▸ **EXCERPTED PASSAGE**:

This zoom-in Scanning Electron Microscope image shows a five-nozzle M3 emitter, where each nozzle measures 10x12 microns. Credit: Daojing Wang, Lawrence Berkeley National Laboratory
Each emitter consists of a parallel array of silica nozzles protruding out from a hollow silicon sliver with a conduit size of 100 x 10 microns. Multiple nozzles (100 nozzles per millimeter was a typical density) were used rather than single nozzles in order to reduce the pressure and clogging problems that arise as the microfluidic channels on a chip downsize to a nanometer scale. The emitters and their nozzles were produced from a silicon wafer, with the dimension and number of nozzles systematically and precisely controlled during the fabrication process. Fabrication required the use of only a single mask and involved photolithographic patterning and various etching processes.
Said Peidong Yang, "Once integrated with a mass spectrometer, our microfabricated monolithic multinozzle emitters achieved a sensitivity and stability in peptide and protein detection comparable to commercial silica-based capillary nanoelectrospray tips. This indicates that our emitters could serve as a critical component in a fully integrated silicon/silica-based micro total analysis system for proteomics."
Added Daojing Wang, "This is also the first report of a multinozzle emitter that can be fabricated through standard microfabrication processes. In addition to having lower back pressure and higher sensitivity, multinozzle emitters also provide a means to systematically study the electrospray ionization processes because the size of each nozzle and density of nozzles on the emitters can be adjusted."
According to Wang and Yang, the fabrication and application of the microfabricated monolithic multinozzle emitters, called "M3 emitters" for short, could be commercialized immediately and should be highly competitive with current silica capillary emitters in terms of cost and mass production.

▸ **REQUIRED ACTIONS**:
**a)** Decide whether each statement agrees with the passage on M3 emitters: (i) each nozzle of the five-nozzle emitter in the zoomed image measures 10x12 microns; (ii) the fabrication process called for several masks; (iii) multiple nozzles were used to raise the pressure on the chip. Answer yes or no for each, quoting the exact words of the passage that decide it.
**b)** Reproduce the M3 emitter passage verbatim from "This zoom-in Scanning" to "various etching processes.".

▸ **EXTRACTED DATA**:
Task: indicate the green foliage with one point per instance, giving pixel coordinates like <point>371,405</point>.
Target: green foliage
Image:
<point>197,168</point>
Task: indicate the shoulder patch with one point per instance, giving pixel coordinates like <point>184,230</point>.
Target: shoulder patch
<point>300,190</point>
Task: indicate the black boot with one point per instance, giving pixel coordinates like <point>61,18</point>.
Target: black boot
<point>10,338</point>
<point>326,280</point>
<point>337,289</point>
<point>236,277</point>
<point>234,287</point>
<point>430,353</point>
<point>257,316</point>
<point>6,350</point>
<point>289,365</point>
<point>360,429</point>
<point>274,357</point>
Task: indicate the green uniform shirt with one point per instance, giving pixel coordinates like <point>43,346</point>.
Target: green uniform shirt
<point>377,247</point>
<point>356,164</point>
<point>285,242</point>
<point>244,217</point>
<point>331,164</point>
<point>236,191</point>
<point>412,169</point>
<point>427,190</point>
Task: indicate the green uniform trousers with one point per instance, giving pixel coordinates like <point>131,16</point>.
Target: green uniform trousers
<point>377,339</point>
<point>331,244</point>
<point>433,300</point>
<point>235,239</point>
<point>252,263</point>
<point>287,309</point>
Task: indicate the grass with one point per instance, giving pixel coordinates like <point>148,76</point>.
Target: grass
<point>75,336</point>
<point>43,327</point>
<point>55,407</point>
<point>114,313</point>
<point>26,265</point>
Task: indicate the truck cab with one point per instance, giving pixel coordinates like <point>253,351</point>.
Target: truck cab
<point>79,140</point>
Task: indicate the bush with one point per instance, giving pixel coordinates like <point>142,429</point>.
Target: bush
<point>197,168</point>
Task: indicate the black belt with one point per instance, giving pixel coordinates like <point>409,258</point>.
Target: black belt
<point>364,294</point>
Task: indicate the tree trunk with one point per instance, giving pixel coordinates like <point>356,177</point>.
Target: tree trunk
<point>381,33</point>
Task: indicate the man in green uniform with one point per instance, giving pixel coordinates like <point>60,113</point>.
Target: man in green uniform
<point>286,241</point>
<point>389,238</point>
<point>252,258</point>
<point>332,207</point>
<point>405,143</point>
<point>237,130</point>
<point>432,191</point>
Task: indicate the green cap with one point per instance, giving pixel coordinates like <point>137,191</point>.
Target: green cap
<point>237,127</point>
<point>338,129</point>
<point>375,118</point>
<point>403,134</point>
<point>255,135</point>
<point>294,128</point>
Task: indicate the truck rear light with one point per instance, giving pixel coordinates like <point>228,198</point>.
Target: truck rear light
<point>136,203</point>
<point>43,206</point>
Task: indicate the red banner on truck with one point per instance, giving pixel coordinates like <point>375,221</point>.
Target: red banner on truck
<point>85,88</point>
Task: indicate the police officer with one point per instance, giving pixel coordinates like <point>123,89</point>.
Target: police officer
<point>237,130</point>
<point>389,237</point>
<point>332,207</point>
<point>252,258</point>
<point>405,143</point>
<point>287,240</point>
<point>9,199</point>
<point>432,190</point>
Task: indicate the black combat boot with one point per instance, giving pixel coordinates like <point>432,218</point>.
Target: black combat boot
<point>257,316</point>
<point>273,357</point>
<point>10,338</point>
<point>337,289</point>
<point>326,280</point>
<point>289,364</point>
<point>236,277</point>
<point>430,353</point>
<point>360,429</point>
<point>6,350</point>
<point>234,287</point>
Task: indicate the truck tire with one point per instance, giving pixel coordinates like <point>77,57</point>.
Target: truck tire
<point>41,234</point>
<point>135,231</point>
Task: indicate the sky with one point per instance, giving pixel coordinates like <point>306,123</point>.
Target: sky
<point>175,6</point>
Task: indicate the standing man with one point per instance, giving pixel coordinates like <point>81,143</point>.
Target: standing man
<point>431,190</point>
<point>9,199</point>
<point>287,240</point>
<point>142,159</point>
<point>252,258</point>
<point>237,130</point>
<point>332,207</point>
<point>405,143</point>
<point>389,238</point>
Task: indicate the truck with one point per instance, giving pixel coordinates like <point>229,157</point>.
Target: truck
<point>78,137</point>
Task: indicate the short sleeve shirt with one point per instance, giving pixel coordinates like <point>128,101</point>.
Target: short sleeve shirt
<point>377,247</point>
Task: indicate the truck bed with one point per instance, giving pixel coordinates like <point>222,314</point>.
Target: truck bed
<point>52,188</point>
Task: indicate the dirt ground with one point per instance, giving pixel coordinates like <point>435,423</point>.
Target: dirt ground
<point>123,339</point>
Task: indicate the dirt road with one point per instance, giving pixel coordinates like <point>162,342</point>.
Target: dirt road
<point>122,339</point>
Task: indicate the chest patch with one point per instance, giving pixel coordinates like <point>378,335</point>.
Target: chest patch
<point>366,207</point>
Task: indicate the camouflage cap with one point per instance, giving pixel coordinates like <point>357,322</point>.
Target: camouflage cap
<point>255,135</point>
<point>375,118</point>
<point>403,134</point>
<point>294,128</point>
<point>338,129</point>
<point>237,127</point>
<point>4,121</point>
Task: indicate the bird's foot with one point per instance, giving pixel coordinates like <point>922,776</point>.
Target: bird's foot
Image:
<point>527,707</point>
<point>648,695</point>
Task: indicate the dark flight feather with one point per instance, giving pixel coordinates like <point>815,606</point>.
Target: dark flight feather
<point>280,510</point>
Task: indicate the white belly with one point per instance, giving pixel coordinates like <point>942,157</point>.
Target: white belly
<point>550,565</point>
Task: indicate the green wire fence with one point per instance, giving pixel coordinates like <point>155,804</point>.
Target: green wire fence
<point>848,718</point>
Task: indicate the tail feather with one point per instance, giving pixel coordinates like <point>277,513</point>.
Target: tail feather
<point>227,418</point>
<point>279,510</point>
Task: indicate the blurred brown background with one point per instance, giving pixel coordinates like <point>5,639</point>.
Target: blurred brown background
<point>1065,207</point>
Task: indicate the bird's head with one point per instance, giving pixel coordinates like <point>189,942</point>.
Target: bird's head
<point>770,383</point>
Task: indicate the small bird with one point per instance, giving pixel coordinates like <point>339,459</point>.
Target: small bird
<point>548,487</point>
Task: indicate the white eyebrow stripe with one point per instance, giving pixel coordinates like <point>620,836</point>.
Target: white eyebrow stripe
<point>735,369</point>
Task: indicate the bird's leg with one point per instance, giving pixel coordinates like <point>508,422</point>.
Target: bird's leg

▸ **SOLUTIONS PER TASK**:
**a)**
(i) Yes: "each nozzle measures 10x12 microns"
(ii) No: "Fabrication required the use of only a single mask"
(iii) No: "in order to reduce the pressure and clogging problems"

**b)**
This zoom-in Scanning Electron Microscope image shows a five-nozzle M3 emitter, where each nozzle measures 10x12 microns. Credit: Daojing Wang, Lawrence Berkeley National Laboratory
Each emitter consists of a parallel array of silica nozzles protruding out from a hollow silicon sliver with a conduit size of 100 x 10 microns. Multiple nozzles (100 nozzles per millimeter was a typical density) were used rather than single nozzles in order to reduce the pressure and clogging problems that arise as the microfluidic channels on a chip downsize to a nanometer scale. The emitters and their nozzles were produced from a silicon wafer, with the dimension and number of nozzles systematically and precisely controlled during the fabrication process. Fabrication required the use of only a single mask and involved photolithographic patterning and various etching processes.